▶ _Challenge_: Copy out every item below word for word, leaving out the pictures.

▶ _Data provided_:
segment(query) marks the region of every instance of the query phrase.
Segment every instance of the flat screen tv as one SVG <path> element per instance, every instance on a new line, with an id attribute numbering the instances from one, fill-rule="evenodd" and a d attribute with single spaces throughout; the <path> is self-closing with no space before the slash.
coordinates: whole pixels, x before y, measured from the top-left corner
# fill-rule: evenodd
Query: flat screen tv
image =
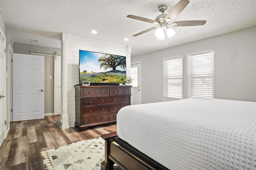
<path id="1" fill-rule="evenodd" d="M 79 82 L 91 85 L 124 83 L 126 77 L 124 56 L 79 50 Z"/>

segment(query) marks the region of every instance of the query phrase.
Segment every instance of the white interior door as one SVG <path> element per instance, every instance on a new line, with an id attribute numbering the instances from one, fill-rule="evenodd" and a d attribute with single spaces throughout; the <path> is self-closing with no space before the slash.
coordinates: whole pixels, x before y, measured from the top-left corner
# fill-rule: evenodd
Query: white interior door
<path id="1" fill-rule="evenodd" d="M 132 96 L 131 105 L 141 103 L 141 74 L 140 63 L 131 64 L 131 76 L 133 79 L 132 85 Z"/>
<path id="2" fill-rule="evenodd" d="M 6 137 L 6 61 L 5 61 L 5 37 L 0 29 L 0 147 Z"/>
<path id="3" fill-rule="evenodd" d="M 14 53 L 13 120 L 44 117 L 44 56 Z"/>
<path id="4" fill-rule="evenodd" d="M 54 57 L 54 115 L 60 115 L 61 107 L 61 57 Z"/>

▶ _Written response_:
segment(query) marks the region of every instance of the query phrase.
Segment every instance of the flat screen tv as one SVG <path> element per instance, every instance on a new line, with an id attribute numbering the instances from one, fill-rule="evenodd" and a d attribute with single spaces throughout; the <path> is self-closing with no space before the slash.
coordinates: whole pixels, x before y, measured from the top-left corner
# fill-rule: evenodd
Query: flat screen tv
image =
<path id="1" fill-rule="evenodd" d="M 79 82 L 91 85 L 124 83 L 126 77 L 124 56 L 79 50 Z"/>

segment(query) marks the region of every instance of the query phrase.
Segment every instance of the white interior door as one SVG <path> element per instance, every instance on a new line, with an id attribute numbering the instances from one, fill-rule="evenodd" and a d attribute with single spaces throughout; the <path> is self-closing with no space before the slash.
coordinates: whole pixels, x before y, measured from the top-left corner
# fill-rule: evenodd
Query: white interior door
<path id="1" fill-rule="evenodd" d="M 132 96 L 131 105 L 141 103 L 141 74 L 140 63 L 131 64 L 131 76 L 133 79 L 132 85 Z"/>
<path id="2" fill-rule="evenodd" d="M 6 137 L 6 61 L 5 61 L 5 37 L 0 29 L 0 147 Z"/>
<path id="3" fill-rule="evenodd" d="M 14 53 L 13 120 L 44 117 L 44 56 Z"/>
<path id="4" fill-rule="evenodd" d="M 54 57 L 54 115 L 60 115 L 61 107 L 61 57 Z"/>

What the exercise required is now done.